Dataset entries:
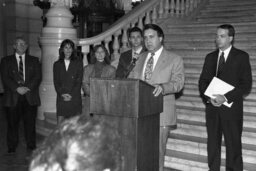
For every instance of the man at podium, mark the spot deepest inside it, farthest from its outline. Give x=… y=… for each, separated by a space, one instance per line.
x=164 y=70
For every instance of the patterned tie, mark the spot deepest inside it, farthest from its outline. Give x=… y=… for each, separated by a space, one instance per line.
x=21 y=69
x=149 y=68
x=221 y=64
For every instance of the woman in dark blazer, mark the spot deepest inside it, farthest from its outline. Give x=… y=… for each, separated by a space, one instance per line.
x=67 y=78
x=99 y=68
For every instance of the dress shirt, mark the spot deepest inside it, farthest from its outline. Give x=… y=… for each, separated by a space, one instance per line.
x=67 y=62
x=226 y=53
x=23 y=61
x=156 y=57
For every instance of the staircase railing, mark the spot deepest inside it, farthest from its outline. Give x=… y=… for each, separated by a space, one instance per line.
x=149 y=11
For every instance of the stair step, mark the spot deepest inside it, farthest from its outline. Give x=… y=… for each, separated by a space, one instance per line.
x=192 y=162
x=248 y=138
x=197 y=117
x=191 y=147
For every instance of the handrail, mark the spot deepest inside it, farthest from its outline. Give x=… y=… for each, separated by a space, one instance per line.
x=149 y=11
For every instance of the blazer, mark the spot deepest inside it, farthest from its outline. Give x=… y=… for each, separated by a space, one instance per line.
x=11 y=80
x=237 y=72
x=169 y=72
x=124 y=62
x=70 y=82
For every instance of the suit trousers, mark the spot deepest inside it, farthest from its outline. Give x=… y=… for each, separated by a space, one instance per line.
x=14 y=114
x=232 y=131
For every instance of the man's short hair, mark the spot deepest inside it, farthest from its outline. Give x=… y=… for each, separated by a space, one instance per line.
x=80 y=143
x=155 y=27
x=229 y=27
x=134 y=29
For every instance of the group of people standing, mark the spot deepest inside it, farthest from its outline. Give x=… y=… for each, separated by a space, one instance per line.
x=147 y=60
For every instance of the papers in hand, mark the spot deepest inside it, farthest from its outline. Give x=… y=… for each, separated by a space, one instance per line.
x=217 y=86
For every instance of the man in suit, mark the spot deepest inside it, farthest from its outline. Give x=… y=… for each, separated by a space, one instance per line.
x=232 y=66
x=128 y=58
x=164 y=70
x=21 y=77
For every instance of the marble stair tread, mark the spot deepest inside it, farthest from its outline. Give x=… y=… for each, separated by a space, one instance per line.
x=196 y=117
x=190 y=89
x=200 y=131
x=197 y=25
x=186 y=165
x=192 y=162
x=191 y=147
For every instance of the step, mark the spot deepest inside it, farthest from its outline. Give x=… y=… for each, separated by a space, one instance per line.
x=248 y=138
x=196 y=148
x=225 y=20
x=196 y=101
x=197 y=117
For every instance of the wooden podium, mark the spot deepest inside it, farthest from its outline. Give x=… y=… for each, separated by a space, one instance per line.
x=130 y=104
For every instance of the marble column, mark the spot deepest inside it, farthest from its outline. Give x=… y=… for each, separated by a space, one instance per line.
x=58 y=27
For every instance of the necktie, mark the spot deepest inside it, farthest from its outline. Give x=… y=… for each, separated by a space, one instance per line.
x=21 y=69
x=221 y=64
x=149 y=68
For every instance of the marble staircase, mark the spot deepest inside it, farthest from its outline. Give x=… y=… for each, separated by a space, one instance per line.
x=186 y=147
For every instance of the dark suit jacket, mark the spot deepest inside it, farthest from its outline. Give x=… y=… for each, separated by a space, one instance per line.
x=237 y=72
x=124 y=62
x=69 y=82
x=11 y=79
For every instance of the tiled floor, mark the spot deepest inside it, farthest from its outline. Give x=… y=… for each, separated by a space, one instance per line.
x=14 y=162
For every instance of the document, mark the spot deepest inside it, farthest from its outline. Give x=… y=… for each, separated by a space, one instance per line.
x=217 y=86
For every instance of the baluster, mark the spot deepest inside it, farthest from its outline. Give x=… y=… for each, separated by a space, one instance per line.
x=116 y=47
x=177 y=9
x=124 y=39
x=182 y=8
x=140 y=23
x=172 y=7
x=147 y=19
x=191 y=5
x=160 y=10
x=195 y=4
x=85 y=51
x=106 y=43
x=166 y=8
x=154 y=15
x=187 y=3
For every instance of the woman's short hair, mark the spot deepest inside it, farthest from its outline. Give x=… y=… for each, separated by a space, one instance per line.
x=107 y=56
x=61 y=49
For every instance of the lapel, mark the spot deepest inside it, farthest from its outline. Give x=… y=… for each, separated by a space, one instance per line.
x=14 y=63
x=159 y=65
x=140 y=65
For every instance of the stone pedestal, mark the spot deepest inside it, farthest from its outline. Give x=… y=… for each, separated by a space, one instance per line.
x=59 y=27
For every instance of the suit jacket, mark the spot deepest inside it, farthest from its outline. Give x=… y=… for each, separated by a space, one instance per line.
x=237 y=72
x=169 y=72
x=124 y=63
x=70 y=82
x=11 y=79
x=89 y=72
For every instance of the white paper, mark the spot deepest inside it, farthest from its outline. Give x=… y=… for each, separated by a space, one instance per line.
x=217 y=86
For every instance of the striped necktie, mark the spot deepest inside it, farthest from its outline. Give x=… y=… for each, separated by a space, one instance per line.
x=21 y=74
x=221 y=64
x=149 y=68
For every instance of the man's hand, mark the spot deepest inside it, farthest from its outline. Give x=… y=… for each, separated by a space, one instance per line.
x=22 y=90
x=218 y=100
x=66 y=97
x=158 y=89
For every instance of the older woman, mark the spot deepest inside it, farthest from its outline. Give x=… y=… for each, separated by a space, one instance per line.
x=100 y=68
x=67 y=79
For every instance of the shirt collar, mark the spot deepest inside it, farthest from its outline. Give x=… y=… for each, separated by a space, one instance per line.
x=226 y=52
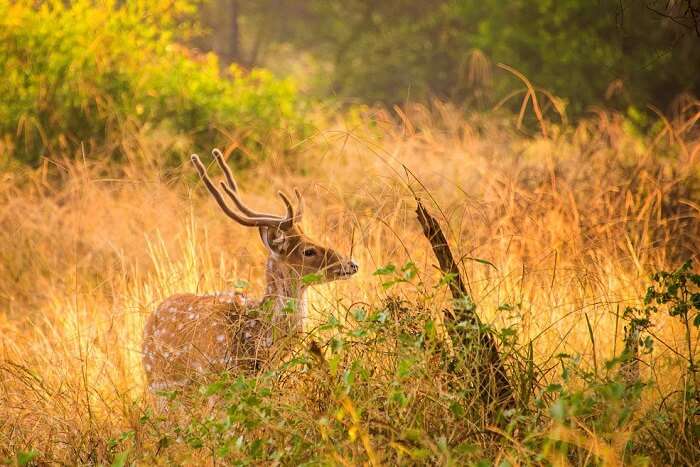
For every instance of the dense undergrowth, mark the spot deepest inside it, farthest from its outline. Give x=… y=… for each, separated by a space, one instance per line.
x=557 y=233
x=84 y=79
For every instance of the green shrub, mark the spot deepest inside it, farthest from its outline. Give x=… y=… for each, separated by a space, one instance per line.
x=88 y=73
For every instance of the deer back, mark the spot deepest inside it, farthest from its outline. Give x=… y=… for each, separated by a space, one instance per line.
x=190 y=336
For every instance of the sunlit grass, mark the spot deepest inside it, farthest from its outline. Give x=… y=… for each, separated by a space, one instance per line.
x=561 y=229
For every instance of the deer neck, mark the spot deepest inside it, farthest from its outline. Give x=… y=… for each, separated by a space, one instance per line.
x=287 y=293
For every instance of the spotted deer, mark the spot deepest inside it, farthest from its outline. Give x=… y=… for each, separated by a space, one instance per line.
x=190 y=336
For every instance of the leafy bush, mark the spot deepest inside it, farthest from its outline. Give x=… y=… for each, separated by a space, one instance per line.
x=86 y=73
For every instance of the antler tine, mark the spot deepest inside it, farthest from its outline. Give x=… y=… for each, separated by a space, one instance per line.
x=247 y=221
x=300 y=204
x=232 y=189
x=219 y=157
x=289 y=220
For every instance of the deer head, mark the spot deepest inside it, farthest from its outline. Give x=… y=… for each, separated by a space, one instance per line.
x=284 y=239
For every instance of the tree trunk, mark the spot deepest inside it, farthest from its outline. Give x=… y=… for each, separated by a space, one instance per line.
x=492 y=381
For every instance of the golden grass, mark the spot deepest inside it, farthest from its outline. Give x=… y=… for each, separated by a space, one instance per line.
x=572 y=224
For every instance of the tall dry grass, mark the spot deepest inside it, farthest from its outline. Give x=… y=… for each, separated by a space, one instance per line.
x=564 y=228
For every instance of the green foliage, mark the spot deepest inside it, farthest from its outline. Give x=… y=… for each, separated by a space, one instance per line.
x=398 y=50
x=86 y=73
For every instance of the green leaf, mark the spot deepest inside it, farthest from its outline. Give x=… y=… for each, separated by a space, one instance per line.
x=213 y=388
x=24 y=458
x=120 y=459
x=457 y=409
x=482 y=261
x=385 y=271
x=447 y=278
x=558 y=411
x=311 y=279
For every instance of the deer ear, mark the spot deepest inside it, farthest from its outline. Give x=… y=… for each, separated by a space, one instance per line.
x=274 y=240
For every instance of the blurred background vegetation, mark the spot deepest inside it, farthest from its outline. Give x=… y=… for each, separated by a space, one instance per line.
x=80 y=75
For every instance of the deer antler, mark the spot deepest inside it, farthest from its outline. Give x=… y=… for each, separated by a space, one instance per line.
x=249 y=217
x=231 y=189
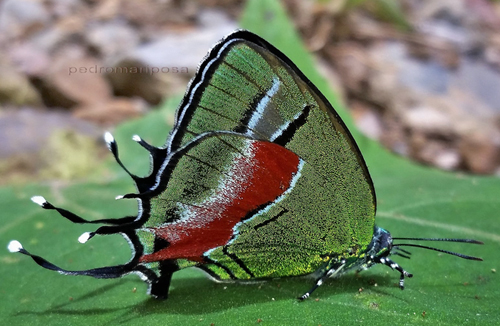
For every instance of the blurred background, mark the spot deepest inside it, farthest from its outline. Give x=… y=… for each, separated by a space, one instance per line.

WHAT TO PRODUCE:
Give back exactly the lines from the line with "For every instance of the tall" through the end of the records, both included; keep all pictures out.

RESPONSE TO THE EXERCISE:
For every instance of the tall dry grass, mark the spot deepest inside it, farthest from its outline. Give x=… y=… for each, separated by a space, one instance per line.
x=564 y=228
For every instance of the green foliage, mark the spot deepest inside it, farthest from its outline. Give x=… y=… for each, separated by a space, one instance per line.
x=398 y=50
x=86 y=73
For every instance of the green leaf, mark the spot deepest inside it, farthest from its outline. Give x=… y=… for each, separated by a space, one instance per line.
x=213 y=388
x=24 y=458
x=120 y=459
x=457 y=409
x=482 y=261
x=385 y=271
x=447 y=278
x=558 y=411
x=311 y=279
For every instance of the deer ear, mark the spot deepest inside it, farthest from its outline. Give x=… y=… for each, separated by a space, one instance per line.
x=274 y=240
For every instance of the blurred background vegetation, mark the spot deepest inside it, farthest from its outline. Give x=… y=… for each, separated by a space, one instance per line.
x=80 y=75
For every instance of the deer antler, mark the spot deepest inside it, farthest from its outline. Give x=… y=… for each, separated by a space, one instance per line.
x=249 y=217
x=231 y=189
For every instance of the blurred background, mark the spot deepest inside it, farthest from its outline. Give x=… y=… for each, separated by a space, one instance per line.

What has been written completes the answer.